======== Records for this task ========

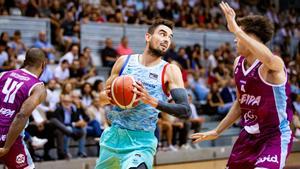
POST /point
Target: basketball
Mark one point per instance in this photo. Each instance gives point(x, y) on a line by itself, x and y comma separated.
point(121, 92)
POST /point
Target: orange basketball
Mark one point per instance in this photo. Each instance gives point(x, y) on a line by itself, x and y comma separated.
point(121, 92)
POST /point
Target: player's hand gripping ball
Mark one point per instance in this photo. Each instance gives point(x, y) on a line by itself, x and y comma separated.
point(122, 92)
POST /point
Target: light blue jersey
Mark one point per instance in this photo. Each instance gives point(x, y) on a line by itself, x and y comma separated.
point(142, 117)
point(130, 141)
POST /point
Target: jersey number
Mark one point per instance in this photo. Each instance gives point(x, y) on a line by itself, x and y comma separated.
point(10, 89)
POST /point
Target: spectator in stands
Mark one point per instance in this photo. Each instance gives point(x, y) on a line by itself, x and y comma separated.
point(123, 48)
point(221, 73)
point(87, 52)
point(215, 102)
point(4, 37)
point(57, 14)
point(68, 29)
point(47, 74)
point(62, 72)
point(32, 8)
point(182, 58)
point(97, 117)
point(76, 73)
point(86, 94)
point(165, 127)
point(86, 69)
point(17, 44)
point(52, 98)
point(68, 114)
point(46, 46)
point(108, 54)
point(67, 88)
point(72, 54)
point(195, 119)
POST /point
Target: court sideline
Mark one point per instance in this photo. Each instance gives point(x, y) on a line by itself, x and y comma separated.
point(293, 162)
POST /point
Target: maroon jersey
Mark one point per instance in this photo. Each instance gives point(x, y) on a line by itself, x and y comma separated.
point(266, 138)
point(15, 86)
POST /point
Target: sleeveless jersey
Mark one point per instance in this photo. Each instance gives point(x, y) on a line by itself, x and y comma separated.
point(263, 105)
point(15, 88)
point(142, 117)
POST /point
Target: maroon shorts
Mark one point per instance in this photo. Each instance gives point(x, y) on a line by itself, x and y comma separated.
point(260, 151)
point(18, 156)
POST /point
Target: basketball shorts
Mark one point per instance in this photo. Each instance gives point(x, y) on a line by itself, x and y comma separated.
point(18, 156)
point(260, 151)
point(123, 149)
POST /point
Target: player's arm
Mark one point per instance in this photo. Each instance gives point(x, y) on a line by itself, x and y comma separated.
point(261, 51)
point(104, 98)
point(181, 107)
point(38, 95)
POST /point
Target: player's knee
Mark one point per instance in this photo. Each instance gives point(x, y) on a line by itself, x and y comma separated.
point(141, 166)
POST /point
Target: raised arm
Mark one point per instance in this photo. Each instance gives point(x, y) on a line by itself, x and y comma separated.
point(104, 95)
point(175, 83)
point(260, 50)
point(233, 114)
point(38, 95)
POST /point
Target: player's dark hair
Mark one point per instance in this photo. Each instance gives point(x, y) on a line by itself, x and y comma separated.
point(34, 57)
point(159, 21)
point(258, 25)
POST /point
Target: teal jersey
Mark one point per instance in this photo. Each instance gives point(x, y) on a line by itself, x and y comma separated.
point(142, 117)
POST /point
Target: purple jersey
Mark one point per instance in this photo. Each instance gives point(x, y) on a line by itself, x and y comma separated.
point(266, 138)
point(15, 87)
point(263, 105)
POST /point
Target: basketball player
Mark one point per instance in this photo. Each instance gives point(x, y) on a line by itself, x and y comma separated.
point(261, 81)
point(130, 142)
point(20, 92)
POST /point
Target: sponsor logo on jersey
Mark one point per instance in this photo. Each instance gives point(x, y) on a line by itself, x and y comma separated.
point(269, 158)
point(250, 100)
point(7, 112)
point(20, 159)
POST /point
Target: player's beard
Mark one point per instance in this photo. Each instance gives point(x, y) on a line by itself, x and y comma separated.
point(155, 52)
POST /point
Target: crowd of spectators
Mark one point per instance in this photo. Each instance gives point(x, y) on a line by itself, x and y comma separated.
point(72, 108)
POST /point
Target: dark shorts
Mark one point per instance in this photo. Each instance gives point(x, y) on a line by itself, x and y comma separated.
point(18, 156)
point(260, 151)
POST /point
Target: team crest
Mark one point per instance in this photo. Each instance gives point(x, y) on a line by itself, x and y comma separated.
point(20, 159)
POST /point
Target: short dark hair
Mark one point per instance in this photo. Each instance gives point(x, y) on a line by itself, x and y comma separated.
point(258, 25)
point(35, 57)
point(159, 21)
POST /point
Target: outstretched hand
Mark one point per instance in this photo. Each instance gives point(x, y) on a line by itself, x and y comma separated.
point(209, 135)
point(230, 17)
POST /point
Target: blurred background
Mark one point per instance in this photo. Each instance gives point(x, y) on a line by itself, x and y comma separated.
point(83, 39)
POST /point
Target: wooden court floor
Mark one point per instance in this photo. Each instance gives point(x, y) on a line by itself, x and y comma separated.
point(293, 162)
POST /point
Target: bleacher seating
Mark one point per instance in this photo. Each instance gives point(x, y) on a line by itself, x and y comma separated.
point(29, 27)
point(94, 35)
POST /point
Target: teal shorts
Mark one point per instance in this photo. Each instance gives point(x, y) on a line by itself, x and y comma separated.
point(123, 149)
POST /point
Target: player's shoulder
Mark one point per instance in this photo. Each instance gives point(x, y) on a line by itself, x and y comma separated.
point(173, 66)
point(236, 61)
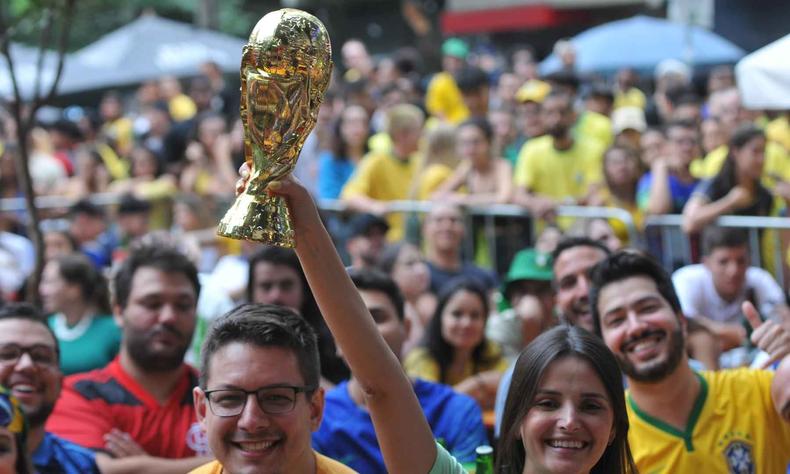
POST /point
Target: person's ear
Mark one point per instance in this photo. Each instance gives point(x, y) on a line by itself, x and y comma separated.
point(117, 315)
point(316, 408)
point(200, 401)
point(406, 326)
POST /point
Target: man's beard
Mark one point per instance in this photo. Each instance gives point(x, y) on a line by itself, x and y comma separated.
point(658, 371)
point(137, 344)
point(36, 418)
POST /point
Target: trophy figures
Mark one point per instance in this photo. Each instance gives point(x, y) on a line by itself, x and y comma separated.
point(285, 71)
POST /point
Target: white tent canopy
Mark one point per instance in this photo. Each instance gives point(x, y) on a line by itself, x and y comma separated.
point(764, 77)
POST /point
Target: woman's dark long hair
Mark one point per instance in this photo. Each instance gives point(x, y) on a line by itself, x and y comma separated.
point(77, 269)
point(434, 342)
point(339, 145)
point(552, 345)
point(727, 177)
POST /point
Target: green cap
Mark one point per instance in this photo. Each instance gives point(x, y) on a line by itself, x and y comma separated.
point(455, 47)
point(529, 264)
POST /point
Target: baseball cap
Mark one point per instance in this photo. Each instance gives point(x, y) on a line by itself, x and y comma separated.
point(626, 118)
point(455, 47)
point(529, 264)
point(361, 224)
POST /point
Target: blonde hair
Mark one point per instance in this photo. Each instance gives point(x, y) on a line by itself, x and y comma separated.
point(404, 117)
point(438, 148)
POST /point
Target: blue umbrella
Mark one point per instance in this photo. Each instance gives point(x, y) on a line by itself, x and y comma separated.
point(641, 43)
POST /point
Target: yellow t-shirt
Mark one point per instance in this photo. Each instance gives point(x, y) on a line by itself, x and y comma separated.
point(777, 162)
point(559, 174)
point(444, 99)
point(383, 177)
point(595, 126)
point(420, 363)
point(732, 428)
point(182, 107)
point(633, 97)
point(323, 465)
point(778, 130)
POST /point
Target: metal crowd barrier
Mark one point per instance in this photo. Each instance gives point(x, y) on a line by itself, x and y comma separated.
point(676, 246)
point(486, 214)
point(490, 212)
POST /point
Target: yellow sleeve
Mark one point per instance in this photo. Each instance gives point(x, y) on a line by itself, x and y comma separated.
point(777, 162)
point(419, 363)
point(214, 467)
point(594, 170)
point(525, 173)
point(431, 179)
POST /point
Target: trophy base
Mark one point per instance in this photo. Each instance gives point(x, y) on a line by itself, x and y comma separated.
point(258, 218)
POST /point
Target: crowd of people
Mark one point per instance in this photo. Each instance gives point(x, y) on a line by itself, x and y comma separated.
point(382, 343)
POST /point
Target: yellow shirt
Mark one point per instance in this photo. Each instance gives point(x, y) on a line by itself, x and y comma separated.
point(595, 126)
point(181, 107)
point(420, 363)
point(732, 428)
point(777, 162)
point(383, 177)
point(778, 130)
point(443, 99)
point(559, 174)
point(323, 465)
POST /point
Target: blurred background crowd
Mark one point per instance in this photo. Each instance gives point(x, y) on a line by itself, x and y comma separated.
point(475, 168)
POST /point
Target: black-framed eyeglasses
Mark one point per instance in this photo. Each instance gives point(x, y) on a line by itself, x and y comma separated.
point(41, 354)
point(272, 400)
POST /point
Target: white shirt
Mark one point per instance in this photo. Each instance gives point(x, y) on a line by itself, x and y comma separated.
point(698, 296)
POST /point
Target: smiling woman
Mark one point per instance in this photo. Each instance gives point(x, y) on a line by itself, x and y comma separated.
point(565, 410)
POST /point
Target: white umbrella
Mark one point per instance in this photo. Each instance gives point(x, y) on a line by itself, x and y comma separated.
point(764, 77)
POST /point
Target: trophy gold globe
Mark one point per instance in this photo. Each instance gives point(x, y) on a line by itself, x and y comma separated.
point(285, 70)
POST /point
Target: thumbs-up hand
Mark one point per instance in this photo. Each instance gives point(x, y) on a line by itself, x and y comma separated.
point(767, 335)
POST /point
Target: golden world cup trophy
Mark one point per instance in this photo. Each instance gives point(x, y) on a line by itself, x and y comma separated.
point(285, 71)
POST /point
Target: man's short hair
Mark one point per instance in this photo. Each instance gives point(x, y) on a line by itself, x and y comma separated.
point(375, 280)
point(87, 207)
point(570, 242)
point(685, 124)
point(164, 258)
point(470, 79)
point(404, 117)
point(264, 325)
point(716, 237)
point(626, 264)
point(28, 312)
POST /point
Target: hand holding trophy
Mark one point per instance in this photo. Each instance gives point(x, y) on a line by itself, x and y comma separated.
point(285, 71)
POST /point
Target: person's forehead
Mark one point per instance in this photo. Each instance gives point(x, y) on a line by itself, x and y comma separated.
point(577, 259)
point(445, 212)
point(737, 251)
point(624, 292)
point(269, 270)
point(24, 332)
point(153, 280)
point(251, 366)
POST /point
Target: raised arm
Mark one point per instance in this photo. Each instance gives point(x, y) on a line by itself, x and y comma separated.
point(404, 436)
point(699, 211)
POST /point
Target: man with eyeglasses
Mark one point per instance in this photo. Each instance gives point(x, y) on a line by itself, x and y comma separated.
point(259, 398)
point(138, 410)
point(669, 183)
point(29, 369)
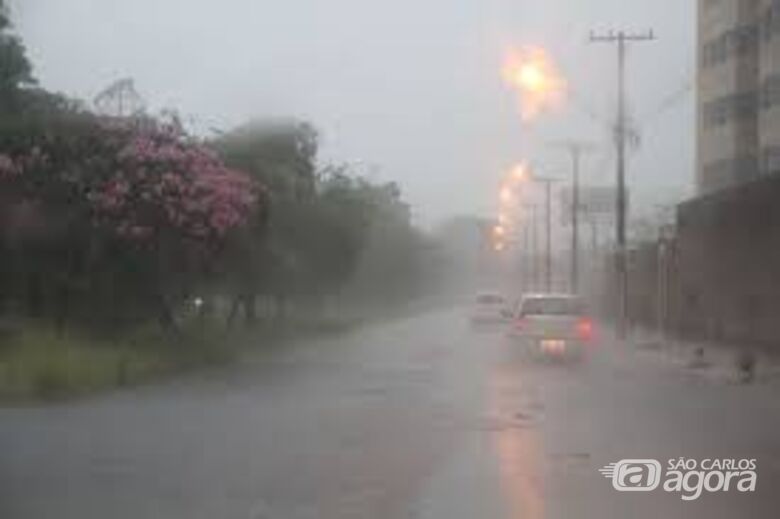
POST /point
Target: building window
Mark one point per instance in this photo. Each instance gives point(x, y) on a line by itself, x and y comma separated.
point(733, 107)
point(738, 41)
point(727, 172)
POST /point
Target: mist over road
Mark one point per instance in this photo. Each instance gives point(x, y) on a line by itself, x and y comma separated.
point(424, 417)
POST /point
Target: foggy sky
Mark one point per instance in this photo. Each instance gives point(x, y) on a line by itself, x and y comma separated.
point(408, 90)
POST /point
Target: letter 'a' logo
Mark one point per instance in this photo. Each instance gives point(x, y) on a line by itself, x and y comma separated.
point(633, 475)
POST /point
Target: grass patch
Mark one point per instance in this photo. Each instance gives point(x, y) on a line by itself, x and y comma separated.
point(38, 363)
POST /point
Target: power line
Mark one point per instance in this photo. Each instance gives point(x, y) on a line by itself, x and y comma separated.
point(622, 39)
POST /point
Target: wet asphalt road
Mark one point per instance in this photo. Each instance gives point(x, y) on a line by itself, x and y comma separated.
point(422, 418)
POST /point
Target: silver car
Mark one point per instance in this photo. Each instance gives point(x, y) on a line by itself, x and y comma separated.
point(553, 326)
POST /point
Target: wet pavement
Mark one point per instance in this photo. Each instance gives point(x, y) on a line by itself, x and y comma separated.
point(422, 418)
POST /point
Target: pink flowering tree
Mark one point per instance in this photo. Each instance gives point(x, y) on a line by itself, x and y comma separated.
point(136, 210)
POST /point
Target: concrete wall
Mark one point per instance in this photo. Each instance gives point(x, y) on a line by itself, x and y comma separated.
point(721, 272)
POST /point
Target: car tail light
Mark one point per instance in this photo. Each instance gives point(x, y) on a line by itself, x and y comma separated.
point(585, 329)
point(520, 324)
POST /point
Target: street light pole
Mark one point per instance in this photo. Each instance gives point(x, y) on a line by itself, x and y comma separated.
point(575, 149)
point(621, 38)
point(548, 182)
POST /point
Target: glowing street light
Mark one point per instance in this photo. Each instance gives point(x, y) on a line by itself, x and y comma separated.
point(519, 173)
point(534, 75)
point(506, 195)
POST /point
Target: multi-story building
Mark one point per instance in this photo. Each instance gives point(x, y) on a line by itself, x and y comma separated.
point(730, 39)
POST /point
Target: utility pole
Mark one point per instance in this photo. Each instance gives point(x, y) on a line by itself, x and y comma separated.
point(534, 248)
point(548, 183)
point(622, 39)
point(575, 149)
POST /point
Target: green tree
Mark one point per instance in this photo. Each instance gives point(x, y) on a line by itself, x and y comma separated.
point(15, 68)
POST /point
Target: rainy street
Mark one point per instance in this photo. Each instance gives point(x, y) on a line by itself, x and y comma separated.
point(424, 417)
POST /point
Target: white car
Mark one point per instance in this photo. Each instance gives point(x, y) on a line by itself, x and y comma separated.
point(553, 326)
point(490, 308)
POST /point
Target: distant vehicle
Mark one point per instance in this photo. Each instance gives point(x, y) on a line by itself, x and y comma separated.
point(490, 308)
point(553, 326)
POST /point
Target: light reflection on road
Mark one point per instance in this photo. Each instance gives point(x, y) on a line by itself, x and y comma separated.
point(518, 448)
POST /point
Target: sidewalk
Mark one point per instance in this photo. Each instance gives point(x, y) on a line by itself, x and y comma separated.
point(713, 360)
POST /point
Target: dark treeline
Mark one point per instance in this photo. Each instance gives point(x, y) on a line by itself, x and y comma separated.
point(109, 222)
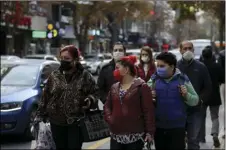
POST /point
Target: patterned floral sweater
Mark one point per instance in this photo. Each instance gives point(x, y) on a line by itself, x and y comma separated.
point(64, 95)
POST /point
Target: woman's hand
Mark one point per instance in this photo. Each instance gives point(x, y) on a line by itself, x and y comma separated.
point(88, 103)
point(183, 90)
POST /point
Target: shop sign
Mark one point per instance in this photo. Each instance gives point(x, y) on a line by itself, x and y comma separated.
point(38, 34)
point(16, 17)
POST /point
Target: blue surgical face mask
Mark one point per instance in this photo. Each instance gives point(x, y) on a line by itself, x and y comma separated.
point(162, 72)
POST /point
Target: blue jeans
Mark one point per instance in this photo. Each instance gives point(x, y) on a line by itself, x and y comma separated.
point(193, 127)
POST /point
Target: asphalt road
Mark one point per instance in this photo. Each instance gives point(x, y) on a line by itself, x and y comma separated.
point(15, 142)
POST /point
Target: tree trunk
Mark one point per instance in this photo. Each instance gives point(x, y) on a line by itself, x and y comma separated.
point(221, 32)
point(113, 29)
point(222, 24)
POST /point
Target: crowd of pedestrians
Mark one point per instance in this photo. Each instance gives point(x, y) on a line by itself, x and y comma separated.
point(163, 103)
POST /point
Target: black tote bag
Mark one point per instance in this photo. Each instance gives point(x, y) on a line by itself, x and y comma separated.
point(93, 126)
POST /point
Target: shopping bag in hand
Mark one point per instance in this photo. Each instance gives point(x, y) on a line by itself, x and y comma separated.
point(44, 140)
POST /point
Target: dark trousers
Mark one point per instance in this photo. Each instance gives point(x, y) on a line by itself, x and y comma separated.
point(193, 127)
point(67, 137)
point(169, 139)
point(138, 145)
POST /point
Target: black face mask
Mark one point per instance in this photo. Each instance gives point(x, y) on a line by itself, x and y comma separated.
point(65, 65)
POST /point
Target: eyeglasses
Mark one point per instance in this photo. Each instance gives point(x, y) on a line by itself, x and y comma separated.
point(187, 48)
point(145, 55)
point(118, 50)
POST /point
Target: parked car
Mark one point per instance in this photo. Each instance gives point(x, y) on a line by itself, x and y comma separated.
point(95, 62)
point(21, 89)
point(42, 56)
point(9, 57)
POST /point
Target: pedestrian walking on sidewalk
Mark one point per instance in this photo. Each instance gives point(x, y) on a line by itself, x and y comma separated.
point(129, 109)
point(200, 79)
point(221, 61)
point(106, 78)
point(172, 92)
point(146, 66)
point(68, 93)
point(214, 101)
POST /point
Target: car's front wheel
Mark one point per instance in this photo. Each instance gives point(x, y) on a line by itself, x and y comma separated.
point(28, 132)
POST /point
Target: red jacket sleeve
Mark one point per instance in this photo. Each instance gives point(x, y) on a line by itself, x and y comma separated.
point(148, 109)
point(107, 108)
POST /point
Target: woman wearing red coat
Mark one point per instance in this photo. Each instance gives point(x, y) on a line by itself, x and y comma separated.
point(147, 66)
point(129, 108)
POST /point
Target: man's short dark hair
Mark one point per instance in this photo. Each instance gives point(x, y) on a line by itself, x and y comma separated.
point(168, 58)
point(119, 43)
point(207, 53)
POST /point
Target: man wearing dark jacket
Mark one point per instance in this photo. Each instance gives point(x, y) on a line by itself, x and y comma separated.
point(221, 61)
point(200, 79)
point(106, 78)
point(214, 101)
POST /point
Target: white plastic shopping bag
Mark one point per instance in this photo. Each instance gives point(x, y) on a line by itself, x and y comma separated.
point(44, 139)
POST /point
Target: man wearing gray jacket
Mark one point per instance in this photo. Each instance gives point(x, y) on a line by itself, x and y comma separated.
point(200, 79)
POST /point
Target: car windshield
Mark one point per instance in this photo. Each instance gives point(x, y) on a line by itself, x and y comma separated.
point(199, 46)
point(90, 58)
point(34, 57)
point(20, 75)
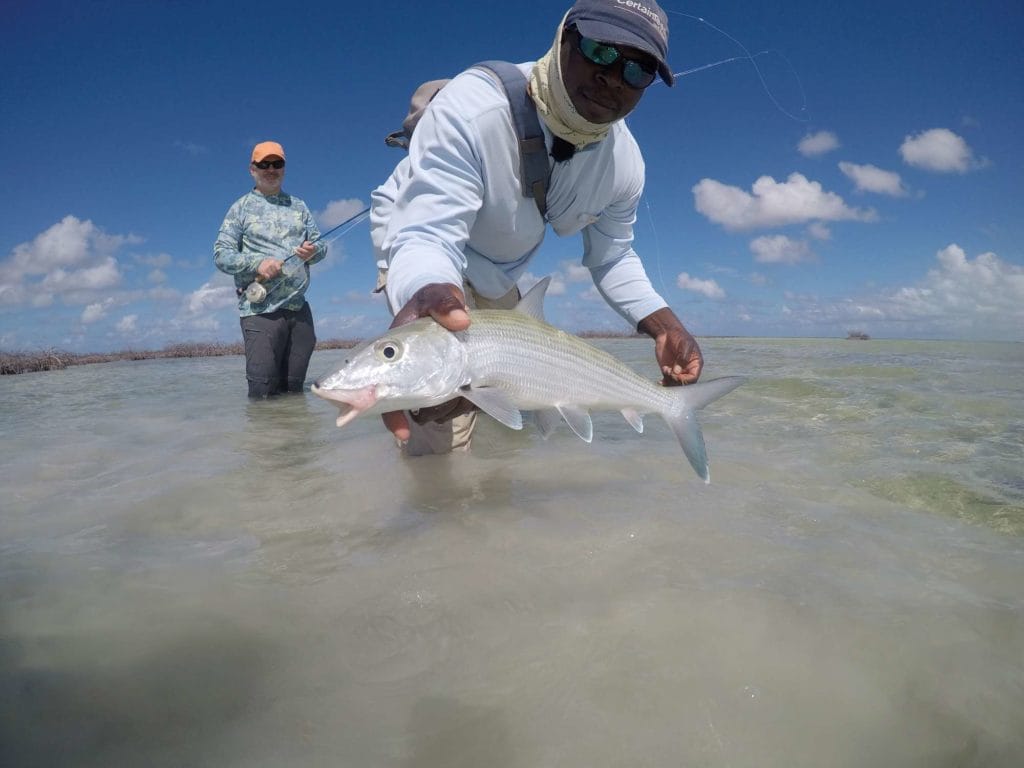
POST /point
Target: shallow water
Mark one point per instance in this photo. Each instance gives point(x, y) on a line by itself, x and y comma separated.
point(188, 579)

========

Written exercise -> Please recast the material from its start through the line containing "point(10, 89)" as a two-column CSV with the headers request and answer, one row per request and each value in a single quoted field with line breaks replaced by spaces. Leave the pictures out.

Task answer ->
request,answer
"POST /point Target: basketball Mark one point per instance in this photo. Each instance gives point(x, y) on a line by itself, x and y comma separated.","point(121, 92)"
"POST /point Target: orange basketball Mark one point per instance in this photo. Each instance gives point(x, y) on a line by itself, x and y comma separated.","point(121, 92)"
"POST /point Target: player's hand gripping ball Mark one point per instance in this photo. Each instance gives point(x, y) on a line by itself, x and y comma separated.","point(122, 92)"
"POST /point Target: light blue jersey Mark one point per instance in this photo. Each instance gives point(x, y) on a line by itself, x and y comma separated.","point(142, 117) point(130, 141)"
"POST /point Target: jersey number Mark one point per instance in this photo. Each instance gives point(x, y) on a line by itself, x and y comma separated.","point(10, 89)"